**Actions to take:**
a – In the text about modeling the repressilator, what does the ompF promoter stimulate production of when it is active in the system?
b – Write the next part of the text about modeling the repressilator, continuing after its last sentence.

**Text:**
........
Although it would not be possible to study every possible aspect of the model in the time frame given, we chose to concentrate on a number of interesting questions that would hopefully provide meaningful answers to our biologists.
When considering pathway analysis, we asked whether we would be able to reinforce the base sensor pathways with complementary pathways that would help to achieve a stronger effect. For example, Figure 1 at the top of the page depicts (in dotted lines) a 'helper' pathway to the red light sensor that would theoretically reinforce the action via the ompC promoter. The ompF promoter is activated by minimal amounts of phosphorylated OmpR (and is inhibited by its presence in large quantities); when active in our system, it stimulates production of LacI. The presence of increased amounts of LacI in the system will act to inhibit the lacI promoter, which then controls expression of TetR as per the standard repressilator.
Unfortunately, repeated simulation showed that arbitrarily increasing the amount of LacI in the system only served to throw off the core repressilator, often sending it out of synchronosity by allowing one of the three core proteins (usually LacI) to continuously dominate. This did not happen on each and every run, but was frequent enough to render the entire system extremely unstable and unpredictable. The results served to illustrate the difficulty of working with biological systems of this complexity, in which a single modification can have any number of unforeseen and unintended repercussions.
........
**Recorded information:**
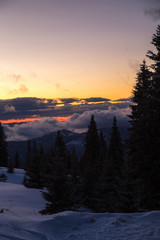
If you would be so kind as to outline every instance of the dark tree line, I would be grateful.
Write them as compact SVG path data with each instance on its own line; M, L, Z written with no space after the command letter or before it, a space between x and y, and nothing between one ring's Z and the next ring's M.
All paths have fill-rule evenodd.
M132 169L132 191L136 210L160 209L160 25L153 34L155 52L137 74L130 117L128 162Z
M41 212L51 214L85 205L96 212L160 209L160 25L153 34L152 60L144 60L133 89L129 139L122 144L114 117L108 144L91 116L81 159L68 152L60 131L44 152L28 141L24 185L43 188ZM18 153L15 164L18 166ZM0 124L0 166L8 166L7 143Z
M36 143L31 147L28 142L24 185L44 188L47 205L41 211L43 214L76 210L81 205L96 212L120 211L122 167L123 150L116 117L107 147L92 115L81 159L75 149L67 151L60 131L47 153L42 148L38 150Z

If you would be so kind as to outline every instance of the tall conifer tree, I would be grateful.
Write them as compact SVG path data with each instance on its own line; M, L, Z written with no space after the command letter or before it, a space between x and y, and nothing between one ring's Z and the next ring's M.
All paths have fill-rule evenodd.
M45 173L47 191L43 192L43 196L47 200L47 204L46 208L41 211L42 214L57 213L72 207L67 160L66 145L61 132L58 131Z
M0 122L0 166L7 167L7 165L8 165L7 140L4 128Z
M103 182L103 204L105 211L119 211L120 182L123 168L123 149L116 117L113 118L112 131L109 141L108 159L106 161Z

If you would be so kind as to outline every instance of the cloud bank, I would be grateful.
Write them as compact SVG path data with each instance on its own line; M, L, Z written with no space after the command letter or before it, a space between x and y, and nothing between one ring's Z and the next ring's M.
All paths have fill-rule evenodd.
M130 108L117 108L110 106L107 110L89 110L82 114L75 113L65 122L60 122L53 118L43 118L39 121L4 125L8 141L22 141L41 137L51 132L67 129L73 132L85 132L90 122L91 115L94 114L98 128L110 128L113 116L117 117L118 126L127 127Z

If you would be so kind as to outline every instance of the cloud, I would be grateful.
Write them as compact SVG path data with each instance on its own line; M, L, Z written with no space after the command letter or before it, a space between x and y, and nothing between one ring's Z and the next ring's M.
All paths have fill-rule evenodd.
M90 102L108 102L110 101L110 99L108 98L101 98L101 97L92 97L92 98L85 98L84 101L87 103L90 103Z
M63 106L59 105L60 103L63 103ZM122 109L130 105L130 98L118 99L112 103L107 98L15 98L0 100L0 120L35 118L35 116L38 118L65 117L97 109L108 110L110 106Z
M119 109L110 106L108 110L85 111L82 114L75 113L65 122L60 122L53 118L44 118L39 121L15 124L13 126L4 125L4 129L8 141L28 140L62 129L80 133L87 130L92 114L95 116L98 128L110 128L114 116L117 117L118 126L126 127L128 126L127 115L130 114L130 111L130 108Z
M25 84L21 84L18 89L9 90L9 94L27 93L29 89Z
M13 81L15 83L17 83L17 82L21 81L23 78L22 78L22 76L20 74L12 74L11 75L11 79L13 79Z
M28 88L26 87L25 84L21 84L20 87L19 87L19 92L20 93L26 93L26 92L29 92Z
M144 13L146 16L150 17L153 21L160 20L160 7L145 10Z
M10 112L15 112L16 111L16 109L15 109L15 107L13 106L13 105L4 105L4 111L5 111L5 113L10 113Z
M138 60L135 59L129 59L128 60L128 64L129 67L137 73L137 71L139 70L139 66L140 66L140 62Z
........
**Results for the exercise:**
a – LacI

b –
The Kappa environment is ideal for conducting perturbation analysis, as evidenced by the numerous examples of such analysis conducted above (i.e. stimulation of the individual light sensor pathways, timed perturbation of the system as a whole). However, in order to fully answer the question of how the system reacts to different combinations of light from outside stimuli, it quickly became apparent that the intracellular model alone would not be sufficient; we would need to consider the intercellular aspects of the system as well (i.e. the communication of light between bacteria and their responses to stimuli). The complexity of this endeavour meant that it evolved into a separate aspect of the modelling component of our project, found here.
Sensitivity analysis and initial condition analysis were both similar in that they involved altering the mathematical parameters used within the model and then observing the effects of the alterations. The former can be used to formalise the delicate balance in rate parameters already described above, for example in the concentration of on / off Cph8 in the red light sensor or the speed of the pathway response in the LovTAP hybrid protein. The latter allows us to explore the effect, for example, of increasing the copy number of plasmids bearing the system within the modelled cell. Sample results from the two different types of analysis are shown in the series of graphs below; this is by no means the extent of what can be accomplished via this type of quantitative analysis, but help to answer a few key questions regarding the model.
Figure 14: Modelled emission results for the light production and light sensing pathways coupled to the repressilator, increasing the sensitivity of the LovTAP protein to light. The pathway response as a whole is shifted to the left (i.e. a shorter response time) compared to the non-modified pathway shown in Figure 7 due to the fact that the LovTAP protein is quicker to respond to the light but also quicker to revert to its 'dark' state after activation. Units (time and concentration) are arbitrary.
Figure 15: Modelled emission results for the light production and light sensing pathways coupled to the repressilator, with initial conditions modified such that there are multiple copies of each DNA construct within the initial conditions of the model. The upper graph shows the results of simply increasing the copy numbers of each device ten-fold; due to the increased amount of repressor in the system, the light emissions are less intense and more erratic. The lower graph shows the results of selectively increasing the light production constructs instead; the light emissions are now longer lasting and with a higher peak. Units (time and concentration) are arbitrary.